(Point annotation dataset records)
%%

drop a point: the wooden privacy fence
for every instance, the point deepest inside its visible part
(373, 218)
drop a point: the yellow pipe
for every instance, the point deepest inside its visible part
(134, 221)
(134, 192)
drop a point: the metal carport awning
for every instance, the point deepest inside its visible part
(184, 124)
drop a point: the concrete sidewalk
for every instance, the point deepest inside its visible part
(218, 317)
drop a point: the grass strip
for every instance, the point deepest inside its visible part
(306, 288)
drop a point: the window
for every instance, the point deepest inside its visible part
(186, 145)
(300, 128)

%%
%%

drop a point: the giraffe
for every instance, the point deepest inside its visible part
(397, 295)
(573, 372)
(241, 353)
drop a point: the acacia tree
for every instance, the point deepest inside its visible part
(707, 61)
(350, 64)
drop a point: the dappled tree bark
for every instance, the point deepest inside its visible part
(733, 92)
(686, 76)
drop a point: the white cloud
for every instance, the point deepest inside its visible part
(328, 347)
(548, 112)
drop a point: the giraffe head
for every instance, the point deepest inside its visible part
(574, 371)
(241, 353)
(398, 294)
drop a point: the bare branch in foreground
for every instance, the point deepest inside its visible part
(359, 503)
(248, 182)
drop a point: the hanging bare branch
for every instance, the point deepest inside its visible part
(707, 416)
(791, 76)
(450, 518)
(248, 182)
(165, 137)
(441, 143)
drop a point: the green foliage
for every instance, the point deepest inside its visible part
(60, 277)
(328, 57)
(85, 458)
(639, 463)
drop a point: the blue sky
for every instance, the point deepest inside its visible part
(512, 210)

%%

### [Exercise]
Pull out every line in the records above that contains the string "tree", matching case exactly.

### [The reply]
drop a point: the acacia tree
drop a point: the dappled tree bark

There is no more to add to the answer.